■ AIM OF THE EXERCISE ■
Rewrite the listing below with every "evenodd" swapped for "nonzero" and everything else left as it is. Omit the picture from your copy.

■ INPUT ROWS ■
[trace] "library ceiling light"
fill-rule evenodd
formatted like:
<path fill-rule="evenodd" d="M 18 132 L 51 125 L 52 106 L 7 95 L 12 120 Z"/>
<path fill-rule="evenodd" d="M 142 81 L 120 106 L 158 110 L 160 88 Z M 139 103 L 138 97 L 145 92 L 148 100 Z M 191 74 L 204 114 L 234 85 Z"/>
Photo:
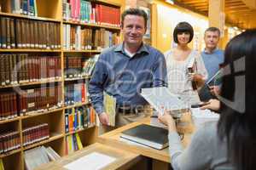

■ PROBLEM SOLUTION ■
[trace] "library ceiling light"
fill-rule nonzero
formatted like:
<path fill-rule="nonzero" d="M 18 132 L 51 125 L 52 106 L 7 95 L 12 120 Z"/>
<path fill-rule="nonzero" d="M 142 81 L 120 106 L 158 110 L 160 88 Z M 139 103 L 138 97 L 145 92 L 148 100 Z M 191 74 L 204 114 L 234 85 Z"/>
Photo:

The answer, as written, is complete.